▸ WORK TO BE COMPLETED
Could you write out the records below exactly as they appear, leaving out any pictures?

* BEGIN DATA ENTRIES *

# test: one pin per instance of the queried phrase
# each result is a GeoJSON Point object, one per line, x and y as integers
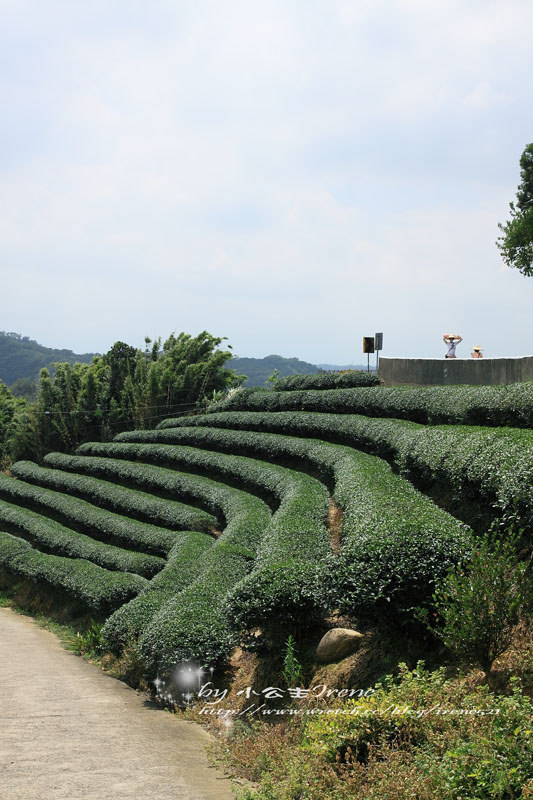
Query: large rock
{"type": "Point", "coordinates": [338, 643]}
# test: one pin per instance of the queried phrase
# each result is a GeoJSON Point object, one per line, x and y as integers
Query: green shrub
{"type": "Point", "coordinates": [98, 589]}
{"type": "Point", "coordinates": [246, 518]}
{"type": "Point", "coordinates": [467, 405]}
{"type": "Point", "coordinates": [85, 517]}
{"type": "Point", "coordinates": [51, 537]}
{"type": "Point", "coordinates": [418, 736]}
{"type": "Point", "coordinates": [294, 542]}
{"type": "Point", "coordinates": [328, 380]}
{"type": "Point", "coordinates": [480, 605]}
{"type": "Point", "coordinates": [185, 561]}
{"type": "Point", "coordinates": [134, 503]}
{"type": "Point", "coordinates": [492, 467]}
{"type": "Point", "coordinates": [396, 542]}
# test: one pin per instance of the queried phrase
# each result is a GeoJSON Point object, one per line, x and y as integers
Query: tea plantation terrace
{"type": "Point", "coordinates": [190, 538]}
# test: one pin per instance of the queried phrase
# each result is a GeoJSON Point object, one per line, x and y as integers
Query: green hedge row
{"type": "Point", "coordinates": [466, 405]}
{"type": "Point", "coordinates": [96, 522]}
{"type": "Point", "coordinates": [396, 542]}
{"type": "Point", "coordinates": [231, 557]}
{"type": "Point", "coordinates": [53, 538]}
{"type": "Point", "coordinates": [97, 589]}
{"type": "Point", "coordinates": [303, 499]}
{"type": "Point", "coordinates": [492, 467]}
{"type": "Point", "coordinates": [130, 502]}
{"type": "Point", "coordinates": [327, 380]}
{"type": "Point", "coordinates": [242, 511]}
{"type": "Point", "coordinates": [185, 561]}
{"type": "Point", "coordinates": [196, 624]}
{"type": "Point", "coordinates": [190, 635]}
{"type": "Point", "coordinates": [293, 543]}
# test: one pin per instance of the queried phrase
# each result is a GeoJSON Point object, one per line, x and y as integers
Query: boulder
{"type": "Point", "coordinates": [338, 643]}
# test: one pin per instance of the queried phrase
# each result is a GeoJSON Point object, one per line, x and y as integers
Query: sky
{"type": "Point", "coordinates": [291, 174]}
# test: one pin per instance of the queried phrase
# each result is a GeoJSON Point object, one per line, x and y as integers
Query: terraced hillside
{"type": "Point", "coordinates": [189, 538]}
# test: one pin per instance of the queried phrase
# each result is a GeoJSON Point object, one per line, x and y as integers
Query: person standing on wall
{"type": "Point", "coordinates": [451, 340]}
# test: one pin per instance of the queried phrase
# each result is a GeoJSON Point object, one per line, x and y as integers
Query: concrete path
{"type": "Point", "coordinates": [67, 730]}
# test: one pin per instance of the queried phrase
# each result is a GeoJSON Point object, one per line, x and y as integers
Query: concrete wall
{"type": "Point", "coordinates": [439, 371]}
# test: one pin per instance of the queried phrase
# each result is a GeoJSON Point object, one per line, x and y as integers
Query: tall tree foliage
{"type": "Point", "coordinates": [123, 389]}
{"type": "Point", "coordinates": [516, 243]}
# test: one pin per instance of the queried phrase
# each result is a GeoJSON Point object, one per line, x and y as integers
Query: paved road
{"type": "Point", "coordinates": [67, 730]}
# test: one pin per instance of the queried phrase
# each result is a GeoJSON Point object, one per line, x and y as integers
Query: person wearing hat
{"type": "Point", "coordinates": [451, 340]}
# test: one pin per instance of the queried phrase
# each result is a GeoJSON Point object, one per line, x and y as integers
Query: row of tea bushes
{"type": "Point", "coordinates": [396, 541]}
{"type": "Point", "coordinates": [87, 518]}
{"type": "Point", "coordinates": [185, 561]}
{"type": "Point", "coordinates": [196, 624]}
{"type": "Point", "coordinates": [493, 467]}
{"type": "Point", "coordinates": [243, 513]}
{"type": "Point", "coordinates": [327, 380]}
{"type": "Point", "coordinates": [192, 565]}
{"type": "Point", "coordinates": [95, 588]}
{"type": "Point", "coordinates": [135, 504]}
{"type": "Point", "coordinates": [51, 537]}
{"type": "Point", "coordinates": [466, 405]}
{"type": "Point", "coordinates": [291, 545]}
{"type": "Point", "coordinates": [195, 565]}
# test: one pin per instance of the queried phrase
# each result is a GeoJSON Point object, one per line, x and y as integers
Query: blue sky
{"type": "Point", "coordinates": [291, 174]}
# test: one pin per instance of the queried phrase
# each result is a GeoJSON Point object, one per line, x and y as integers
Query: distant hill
{"type": "Point", "coordinates": [259, 369]}
{"type": "Point", "coordinates": [22, 357]}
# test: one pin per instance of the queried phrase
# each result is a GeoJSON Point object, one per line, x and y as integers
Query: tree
{"type": "Point", "coordinates": [516, 243]}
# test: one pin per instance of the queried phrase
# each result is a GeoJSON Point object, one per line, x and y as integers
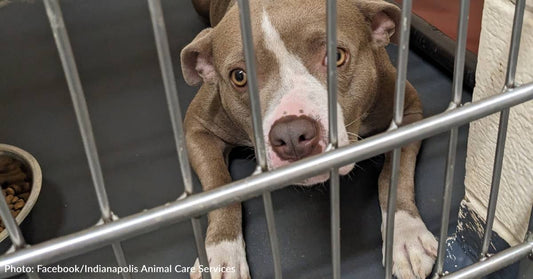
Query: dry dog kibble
{"type": "Point", "coordinates": [25, 196]}
{"type": "Point", "coordinates": [18, 205]}
{"type": "Point", "coordinates": [15, 184]}
{"type": "Point", "coordinates": [10, 191]}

* END DATA ENTRIES *

▸ FULL RESPONSE
# test: one pin per instance of the queried phrase
# each result is a GeoJSON Point object, one per line, x and y as integers
Query: large rock
{"type": "Point", "coordinates": [338, 643]}
# test: one pin per instance of the queried phrase
# each result is a GeoJSON Point object, one per line, x and y as integers
Query: green shrub
{"type": "Point", "coordinates": [98, 589]}
{"type": "Point", "coordinates": [246, 518]}
{"type": "Point", "coordinates": [467, 405]}
{"type": "Point", "coordinates": [85, 517]}
{"type": "Point", "coordinates": [51, 537]}
{"type": "Point", "coordinates": [418, 736]}
{"type": "Point", "coordinates": [294, 542]}
{"type": "Point", "coordinates": [328, 380]}
{"type": "Point", "coordinates": [480, 605]}
{"type": "Point", "coordinates": [185, 561]}
{"type": "Point", "coordinates": [134, 503]}
{"type": "Point", "coordinates": [492, 467]}
{"type": "Point", "coordinates": [396, 542]}
# test: one pin per instance of the queried phrase
# each result is a GeoJSON Point object, one per line, x and y as integers
Query: tea plantation terrace
{"type": "Point", "coordinates": [190, 538]}
# test: one pin per instance of the queried phrase
# each result is a GeoJSON Point object, one per line, x and y as integers
Query: green hedge row
{"type": "Point", "coordinates": [466, 405]}
{"type": "Point", "coordinates": [96, 522]}
{"type": "Point", "coordinates": [396, 542]}
{"type": "Point", "coordinates": [231, 557]}
{"type": "Point", "coordinates": [53, 538]}
{"type": "Point", "coordinates": [97, 589]}
{"type": "Point", "coordinates": [303, 499]}
{"type": "Point", "coordinates": [492, 467]}
{"type": "Point", "coordinates": [130, 502]}
{"type": "Point", "coordinates": [327, 380]}
{"type": "Point", "coordinates": [242, 511]}
{"type": "Point", "coordinates": [185, 561]}
{"type": "Point", "coordinates": [196, 624]}
{"type": "Point", "coordinates": [190, 635]}
{"type": "Point", "coordinates": [293, 543]}
# test: one pin per instance of the queried phrase
# each result is a GeoJSON Point object, one per line, x and y as integers
Query: boulder
{"type": "Point", "coordinates": [338, 643]}
# test: one pin per instance of the queried phrase
# each result is a GeoJSON Point object, one per line, x and y as integers
Query: sky
{"type": "Point", "coordinates": [291, 174]}
# test: one pin per instance of the queried phrase
# each result is a GeoJSON Point object, one per line, x and y as integers
Query: terraced hillside
{"type": "Point", "coordinates": [189, 538]}
# test: one pin per instance of the queried phrase
# each result is a GeoJSON Point object, one per line, x and y as integers
Query: person standing on wall
{"type": "Point", "coordinates": [451, 340]}
# test: one pin per instance of the queried phrase
# each result is a GeoJSON Point object, one per line, x and y as integers
Query: concrete path
{"type": "Point", "coordinates": [67, 730]}
# test: one pin per instance of the queried phrase
# each result is a GeoJSON Point object, one per line, x and y as integers
Query: concrete wall
{"type": "Point", "coordinates": [439, 371]}
# test: one pin per instance of the queried phrase
# each result is a GeoJSON Point object, one per line, x and y as integers
Query: tall tree foliage
{"type": "Point", "coordinates": [123, 389]}
{"type": "Point", "coordinates": [516, 243]}
# test: one pin per instance of the queried phrase
# each result is a GeoJSON Point object, one per line, x and y as integers
Query: paved road
{"type": "Point", "coordinates": [67, 730]}
# test: one pin per instance of the queried phrase
# each result is a GeoJSON Point object, one per line, x and y as integers
Query: person wearing hat
{"type": "Point", "coordinates": [451, 340]}
# test: one pin per instance of the queried phrase
# each result is a GeoJSON Point object, one per line, x and y as integers
Query: row of tea bushes
{"type": "Point", "coordinates": [396, 541]}
{"type": "Point", "coordinates": [87, 518]}
{"type": "Point", "coordinates": [185, 561]}
{"type": "Point", "coordinates": [196, 624]}
{"type": "Point", "coordinates": [493, 467]}
{"type": "Point", "coordinates": [243, 513]}
{"type": "Point", "coordinates": [327, 380]}
{"type": "Point", "coordinates": [192, 565]}
{"type": "Point", "coordinates": [95, 588]}
{"type": "Point", "coordinates": [135, 504]}
{"type": "Point", "coordinates": [51, 537]}
{"type": "Point", "coordinates": [466, 405]}
{"type": "Point", "coordinates": [291, 545]}
{"type": "Point", "coordinates": [195, 565]}
# test: one pin per instance of the queried phrase
# each result is a GeoJSON Point object, one per line, x and y as integers
Query: blue sky
{"type": "Point", "coordinates": [291, 174]}
# test: one pin per instance of the queried phrase
# each result is a GeoJSON Point object, one per line, x and y as integers
Query: distant hill
{"type": "Point", "coordinates": [259, 369]}
{"type": "Point", "coordinates": [22, 357]}
# test: one pin per instance of the queried phrase
# each result is a GeoJSON Point object, one per line, x and y as integers
Query: tree
{"type": "Point", "coordinates": [516, 243]}
# test: one pin per instance of the queried phrase
# each result is a GeoJSON Point object, one per line, x and y as integers
Query: dry dog kibble
{"type": "Point", "coordinates": [25, 196]}
{"type": "Point", "coordinates": [18, 205]}
{"type": "Point", "coordinates": [15, 184]}
{"type": "Point", "coordinates": [10, 191]}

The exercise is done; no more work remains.